── INPUT DATA
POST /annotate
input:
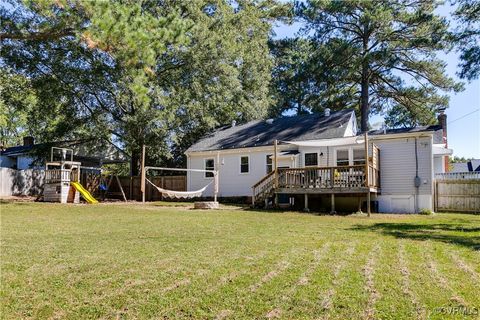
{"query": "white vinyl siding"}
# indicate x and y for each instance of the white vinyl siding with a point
(397, 165)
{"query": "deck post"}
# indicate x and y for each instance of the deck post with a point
(367, 182)
(332, 200)
(368, 203)
(142, 185)
(275, 165)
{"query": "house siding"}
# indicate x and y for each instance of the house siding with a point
(397, 174)
(397, 171)
(232, 183)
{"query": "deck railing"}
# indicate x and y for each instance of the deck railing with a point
(349, 177)
(263, 187)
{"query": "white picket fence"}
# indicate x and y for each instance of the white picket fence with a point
(457, 192)
(21, 182)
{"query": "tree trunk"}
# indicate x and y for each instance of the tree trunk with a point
(364, 97)
(364, 94)
(135, 163)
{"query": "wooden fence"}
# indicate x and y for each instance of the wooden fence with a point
(131, 186)
(457, 195)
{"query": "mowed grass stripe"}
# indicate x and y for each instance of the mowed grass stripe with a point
(304, 301)
(392, 285)
(255, 299)
(351, 298)
(117, 261)
(206, 289)
(417, 310)
(428, 283)
(459, 275)
(282, 302)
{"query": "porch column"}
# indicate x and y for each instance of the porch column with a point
(306, 203)
(332, 200)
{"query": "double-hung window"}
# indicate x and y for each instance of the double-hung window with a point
(209, 165)
(269, 163)
(342, 157)
(244, 164)
(311, 159)
(358, 156)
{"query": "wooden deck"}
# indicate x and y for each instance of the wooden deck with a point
(340, 179)
(363, 178)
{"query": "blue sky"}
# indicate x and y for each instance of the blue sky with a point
(463, 115)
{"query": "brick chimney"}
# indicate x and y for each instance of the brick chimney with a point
(442, 121)
(28, 141)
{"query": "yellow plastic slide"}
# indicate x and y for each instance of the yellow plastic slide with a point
(85, 194)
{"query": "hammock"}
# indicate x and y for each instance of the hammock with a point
(179, 194)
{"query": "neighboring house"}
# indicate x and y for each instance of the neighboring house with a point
(320, 160)
(469, 166)
(90, 154)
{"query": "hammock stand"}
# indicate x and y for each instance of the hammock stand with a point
(180, 194)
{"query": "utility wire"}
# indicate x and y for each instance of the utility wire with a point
(464, 116)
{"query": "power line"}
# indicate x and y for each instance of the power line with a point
(465, 115)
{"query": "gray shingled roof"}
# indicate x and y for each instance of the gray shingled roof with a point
(260, 133)
(406, 130)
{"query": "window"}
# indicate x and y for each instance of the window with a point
(358, 156)
(209, 165)
(311, 159)
(269, 163)
(342, 157)
(244, 167)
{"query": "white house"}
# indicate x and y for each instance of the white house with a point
(321, 163)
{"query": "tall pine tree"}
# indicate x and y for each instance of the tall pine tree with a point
(379, 56)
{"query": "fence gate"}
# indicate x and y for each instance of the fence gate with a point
(457, 192)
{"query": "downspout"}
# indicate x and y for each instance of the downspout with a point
(417, 181)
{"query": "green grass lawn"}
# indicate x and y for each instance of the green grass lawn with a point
(146, 261)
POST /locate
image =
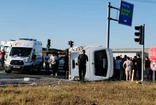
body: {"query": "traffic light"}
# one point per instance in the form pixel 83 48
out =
pixel 49 43
pixel 71 43
pixel 140 35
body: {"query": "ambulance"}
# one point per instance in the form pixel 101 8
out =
pixel 25 54
pixel 99 66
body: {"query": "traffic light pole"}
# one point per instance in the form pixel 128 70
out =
pixel 143 32
pixel 108 22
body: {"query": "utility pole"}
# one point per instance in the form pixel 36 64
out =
pixel 108 22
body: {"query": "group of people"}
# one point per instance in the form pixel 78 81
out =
pixel 2 56
pixel 123 67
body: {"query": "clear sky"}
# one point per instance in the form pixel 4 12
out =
pixel 82 21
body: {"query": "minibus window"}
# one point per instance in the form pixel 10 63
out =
pixel 18 51
pixel 101 63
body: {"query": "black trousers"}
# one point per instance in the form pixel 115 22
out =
pixel 47 67
pixel 82 72
pixel 54 69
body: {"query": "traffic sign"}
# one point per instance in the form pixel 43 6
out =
pixel 152 53
pixel 153 65
pixel 126 12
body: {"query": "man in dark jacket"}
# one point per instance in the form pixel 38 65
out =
pixel 82 58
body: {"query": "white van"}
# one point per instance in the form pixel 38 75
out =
pixel 99 65
pixel 25 54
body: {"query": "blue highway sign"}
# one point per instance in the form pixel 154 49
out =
pixel 126 12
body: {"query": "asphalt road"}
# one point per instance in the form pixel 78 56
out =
pixel 37 78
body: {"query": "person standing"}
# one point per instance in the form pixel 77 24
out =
pixel 147 67
pixel 138 65
pixel 53 64
pixel 117 67
pixel 81 61
pixel 46 57
pixel 2 54
pixel 135 67
pixel 128 65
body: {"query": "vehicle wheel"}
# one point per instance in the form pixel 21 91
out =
pixel 8 71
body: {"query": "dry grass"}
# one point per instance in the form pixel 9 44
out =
pixel 93 93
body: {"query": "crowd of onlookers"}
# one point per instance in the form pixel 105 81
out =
pixel 124 66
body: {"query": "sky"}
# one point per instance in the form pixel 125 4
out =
pixel 82 21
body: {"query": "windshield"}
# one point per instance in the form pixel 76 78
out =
pixel 17 51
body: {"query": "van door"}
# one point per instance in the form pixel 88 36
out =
pixel 101 63
pixel 74 67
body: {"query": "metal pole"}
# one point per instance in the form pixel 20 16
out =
pixel 69 61
pixel 47 48
pixel 153 76
pixel 108 24
pixel 143 32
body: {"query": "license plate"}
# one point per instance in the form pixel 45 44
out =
pixel 16 66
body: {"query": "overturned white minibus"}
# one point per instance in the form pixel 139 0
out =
pixel 99 65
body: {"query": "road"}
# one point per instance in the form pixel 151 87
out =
pixel 37 78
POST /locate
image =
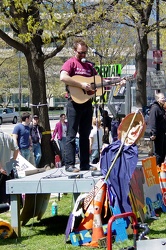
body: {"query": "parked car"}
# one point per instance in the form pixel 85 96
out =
pixel 8 115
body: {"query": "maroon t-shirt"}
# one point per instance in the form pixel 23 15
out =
pixel 75 67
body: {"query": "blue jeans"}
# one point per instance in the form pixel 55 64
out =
pixel 25 152
pixel 94 155
pixel 37 153
pixel 62 144
pixel 79 117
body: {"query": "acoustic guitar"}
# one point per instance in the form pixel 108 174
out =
pixel 79 95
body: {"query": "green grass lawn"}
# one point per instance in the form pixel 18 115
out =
pixel 48 234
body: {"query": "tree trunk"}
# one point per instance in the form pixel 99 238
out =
pixel 141 68
pixel 39 103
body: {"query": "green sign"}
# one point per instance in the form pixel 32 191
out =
pixel 109 70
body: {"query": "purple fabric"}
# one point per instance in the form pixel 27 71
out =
pixel 121 173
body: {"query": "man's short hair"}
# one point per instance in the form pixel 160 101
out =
pixel 24 116
pixel 79 41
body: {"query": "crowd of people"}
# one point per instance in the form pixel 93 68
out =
pixel 78 131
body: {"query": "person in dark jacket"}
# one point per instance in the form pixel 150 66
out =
pixel 157 124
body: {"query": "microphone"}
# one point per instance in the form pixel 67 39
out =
pixel 84 60
pixel 96 52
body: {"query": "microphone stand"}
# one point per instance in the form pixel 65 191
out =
pixel 102 91
pixel 96 114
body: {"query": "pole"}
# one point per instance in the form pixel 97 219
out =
pixel 19 81
pixel 157 31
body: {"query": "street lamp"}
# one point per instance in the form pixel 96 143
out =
pixel 19 81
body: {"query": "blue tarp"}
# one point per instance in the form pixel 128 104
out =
pixel 119 178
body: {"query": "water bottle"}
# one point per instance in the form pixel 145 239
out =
pixel 54 209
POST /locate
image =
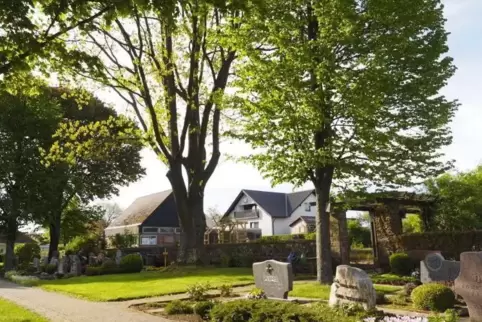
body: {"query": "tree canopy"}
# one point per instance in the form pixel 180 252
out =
pixel 347 92
pixel 458 200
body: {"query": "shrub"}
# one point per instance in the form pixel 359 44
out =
pixel 203 308
pixel 433 297
pixel 86 244
pixel 256 294
pixel 93 270
pixel 49 268
pixel 131 263
pixel 401 264
pixel 178 307
pixel 27 252
pixel 198 291
pixel 226 290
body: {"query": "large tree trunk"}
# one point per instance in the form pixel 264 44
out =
pixel 190 210
pixel 54 233
pixel 324 269
pixel 11 236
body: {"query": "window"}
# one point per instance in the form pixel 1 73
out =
pixel 149 229
pixel 148 240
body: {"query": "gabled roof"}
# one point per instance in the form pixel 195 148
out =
pixel 309 220
pixel 141 209
pixel 276 204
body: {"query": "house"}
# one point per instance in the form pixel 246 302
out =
pixel 271 213
pixel 22 238
pixel 152 218
pixel 303 225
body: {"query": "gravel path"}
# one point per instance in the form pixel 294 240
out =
pixel 61 308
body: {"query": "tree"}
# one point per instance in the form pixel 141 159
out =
pixel 26 123
pixel 346 92
pixel 85 160
pixel 24 38
pixel 458 200
pixel 175 65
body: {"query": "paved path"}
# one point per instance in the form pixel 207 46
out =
pixel 61 308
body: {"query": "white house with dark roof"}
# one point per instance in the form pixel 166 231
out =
pixel 271 213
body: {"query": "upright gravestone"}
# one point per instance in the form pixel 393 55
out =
pixel 274 278
pixel 76 268
pixel 469 283
pixel 118 256
pixel 352 286
pixel 436 268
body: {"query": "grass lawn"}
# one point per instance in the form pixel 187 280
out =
pixel 147 284
pixel 315 290
pixel 13 313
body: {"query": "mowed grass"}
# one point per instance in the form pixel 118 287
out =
pixel 11 312
pixel 147 284
pixel 315 290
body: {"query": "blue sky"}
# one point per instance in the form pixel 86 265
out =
pixel 464 22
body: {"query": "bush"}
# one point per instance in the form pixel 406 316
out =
pixel 203 308
pixel 390 279
pixel 198 291
pixel 178 307
pixel 49 268
pixel 93 270
pixel 226 290
pixel 131 263
pixel 433 297
pixel 27 252
pixel 401 264
pixel 86 244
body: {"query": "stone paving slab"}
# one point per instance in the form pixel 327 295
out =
pixel 62 308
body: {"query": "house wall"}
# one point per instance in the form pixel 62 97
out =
pixel 264 221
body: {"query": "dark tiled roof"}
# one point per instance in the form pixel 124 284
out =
pixel 307 219
pixel 141 209
pixel 276 204
pixel 22 238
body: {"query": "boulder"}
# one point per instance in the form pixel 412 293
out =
pixel 352 286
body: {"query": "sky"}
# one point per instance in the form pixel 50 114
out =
pixel 465 26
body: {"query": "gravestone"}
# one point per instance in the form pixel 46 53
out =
pixel 436 268
pixel 274 278
pixel 469 283
pixel 118 256
pixel 352 286
pixel 76 268
pixel 36 264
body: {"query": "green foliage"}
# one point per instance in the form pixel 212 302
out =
pixel 27 252
pixel 433 297
pixel 401 264
pixel 178 307
pixel 93 270
pixel 131 263
pixel 226 290
pixel 391 279
pixel 358 234
pixel 203 308
pixel 86 244
pixel 412 223
pixel 198 291
pixel 459 200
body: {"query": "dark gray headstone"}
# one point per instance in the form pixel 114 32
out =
pixel 274 278
pixel 435 268
pixel 469 283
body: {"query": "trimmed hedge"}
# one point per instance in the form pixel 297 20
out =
pixel 433 297
pixel 131 263
pixel 401 264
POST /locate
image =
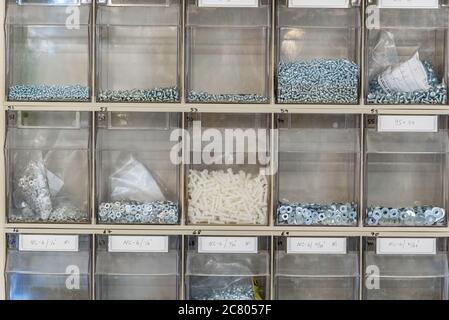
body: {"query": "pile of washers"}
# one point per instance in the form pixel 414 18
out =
pixel 133 212
pixel 416 216
pixel 338 214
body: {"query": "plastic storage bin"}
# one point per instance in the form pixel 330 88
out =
pixel 227 268
pixel 137 180
pixel 43 36
pixel 318 175
pixel 48 166
pixel 228 51
pixel 138 50
pixel 407 275
pixel 405 52
pixel 317 269
pixel 48 267
pixel 228 166
pixel 137 267
pixel 406 170
pixel 318 52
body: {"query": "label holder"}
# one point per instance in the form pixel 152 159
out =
pixel 49 243
pixel 302 245
pixel 404 246
pixel 227 245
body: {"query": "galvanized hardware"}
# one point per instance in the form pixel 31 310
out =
pixel 329 81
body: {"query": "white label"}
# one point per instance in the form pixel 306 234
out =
pixel 229 3
pixel 420 4
pixel 407 124
pixel 316 245
pixel 318 4
pixel 138 244
pixel 406 246
pixel 31 242
pixel 227 245
pixel 409 76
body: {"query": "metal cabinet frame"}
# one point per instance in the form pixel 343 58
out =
pixel 186 108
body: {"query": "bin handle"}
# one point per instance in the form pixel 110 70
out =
pixel 76 124
pixel 118 3
pixel 52 2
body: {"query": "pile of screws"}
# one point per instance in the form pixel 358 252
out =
pixel 416 216
pixel 219 197
pixel 329 81
pixel 437 94
pixel 335 214
pixel 133 212
pixel 237 291
pixel 170 94
pixel 225 98
pixel 48 93
pixel 36 203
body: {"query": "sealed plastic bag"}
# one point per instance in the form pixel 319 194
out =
pixel 132 181
pixel 406 77
pixel 32 189
pixel 402 81
pixel 383 55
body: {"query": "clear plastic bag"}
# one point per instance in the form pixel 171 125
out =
pixel 224 288
pixel 32 191
pixel 402 80
pixel 50 175
pixel 383 55
pixel 132 181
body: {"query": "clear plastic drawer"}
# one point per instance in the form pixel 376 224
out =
pixel 227 268
pixel 317 268
pixel 43 36
pixel 48 166
pixel 48 267
pixel 228 52
pixel 318 52
pixel 319 171
pixel 405 269
pixel 138 50
pixel 137 179
pixel 137 267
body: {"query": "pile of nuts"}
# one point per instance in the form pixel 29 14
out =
pixel 416 216
pixel 170 94
pixel 327 81
pixel 133 212
pixel 437 94
pixel 206 97
pixel 335 214
pixel 48 93
pixel 219 197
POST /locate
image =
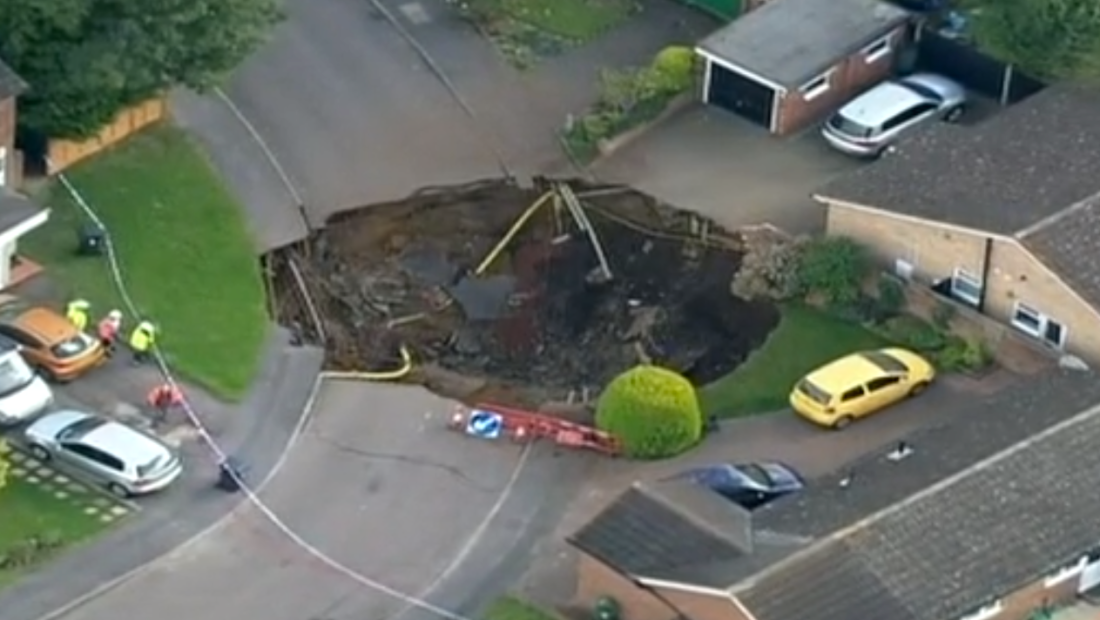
────
WHAT THE TASK ASKS: Counting only lines that hold the word "traffic", say how many there are in the listing above and add nothing.

RESPONSE TO THE TASK: 3